-------- Extract provided

# Introduction to web-scraping: Solutions


## Outline

* [URL collection with automated Google search](#URLs)
    * [Scraping school URLs](#school_URLs)
    * [Scraping URLs using an exclusion list](#exclusionlist)
* [Making `Requests`](#request)
* [Parsing HTML](#parsing)
    * [Pretty parsing with `BeautifulSoup`](#BS)
    * [Getting human-readable text](#readable)

**__________________________________**


# URL collection with automated Google search<a id='URLs'></a>

## Scraping school URLs<a id='school_URLs'></a>

In [3]:
# Import automated Google search package
from googlesearch import search

# Define metadata for a single entity: a DC charter school
school_name = 'Capital City Public Charter School'
school_address = '100 Peabody Street NW, Washington, DC 20011'

# Search for first 10 Google results using joined metadata, show each one
for url in search(school_name + ' ' + school_address, \
                  stop=10, pause=5.0):
    print(url)

https://www.ccpcs.org/
https://www.ccpcs.org/about/our-staff
https://www.ccpcs.org/about/our-staff/join-our-team
https://www.ccpcs.org/current-families/calendar
https://www.ccpcs.org/about/our-staff/high-school
https://www.facebook.com/CapitalCityPCS/
https://www.myschooldc.org/schools/profile/143
https://www.niche.com/k12/capital-city-public-charter-school-washington-dc/
https://nces.ed.gov/ccd/districtsearch/district_detail.asp?Search=1&State=11&details=5&ID2=1100035
https://www.usnews.com/education/k12/district-of-columbia/capital-city-pcs-lower-school-226373


### Challenge

Collect the first 10 results from Google for Dr. David C. Walker Intermediate School located at 6500 Ih 35 N Ste C, San Antonio, TX 78218. What do you notice about the results? How do they compare to the previous set of results?

----------------

▸ What to work on: Do the following statements agree with the web-scraping tutorial? Answer yes or no for each, and quote the words from the tutorial that decide it. 1. The search code asks Google for the first 10 results. 2. The school in the code example is located in San Antonio. 3. A Facebook page appears among the printed search results. The data below come from a separate source.

-------- Data block

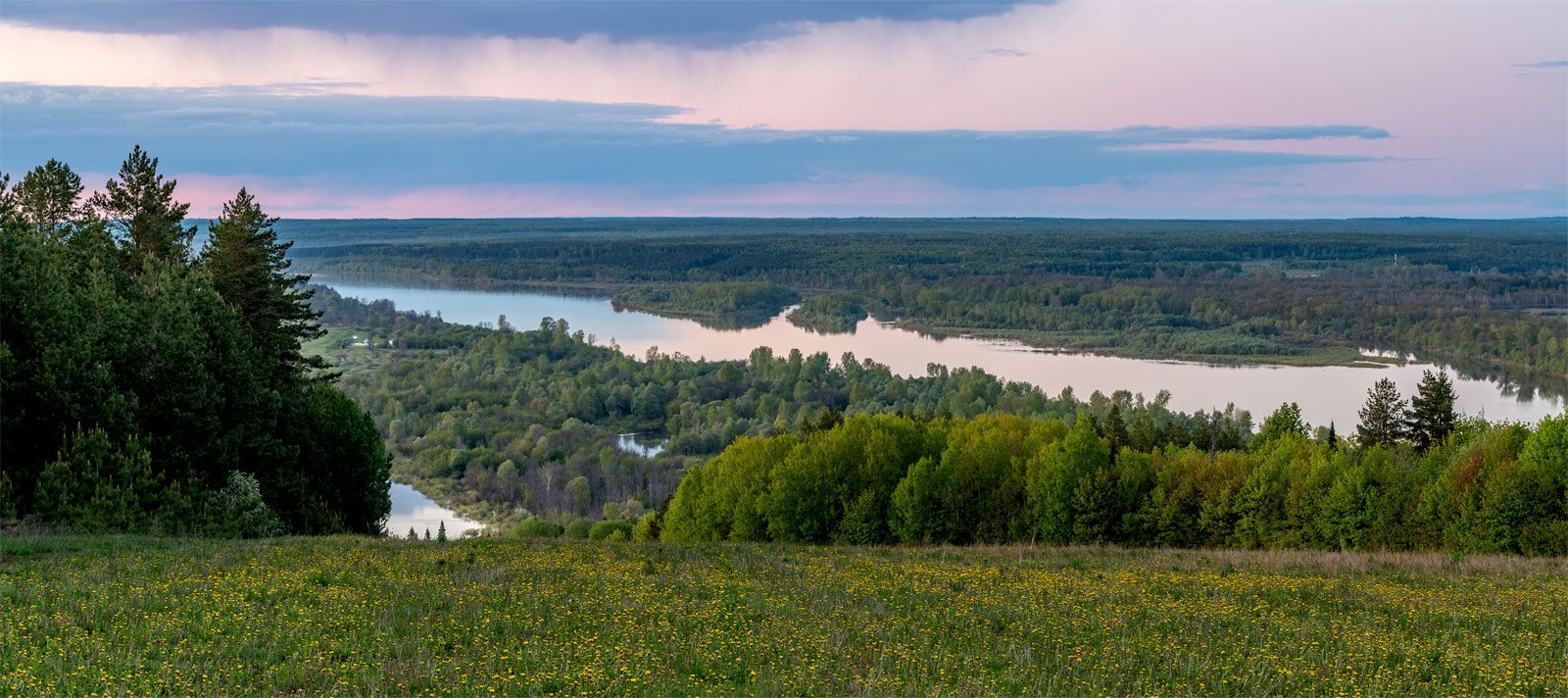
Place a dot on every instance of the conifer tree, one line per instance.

----------------

▸ Reply to the task:
1. Yes: "# Search for first 10 Google results using joined metadata, show each one"
2. No: "school_address = '100 Peabody Street NW, Washington, DC 20011'"
3. Yes: "https://www.facebook.com/CapitalCityPCS/"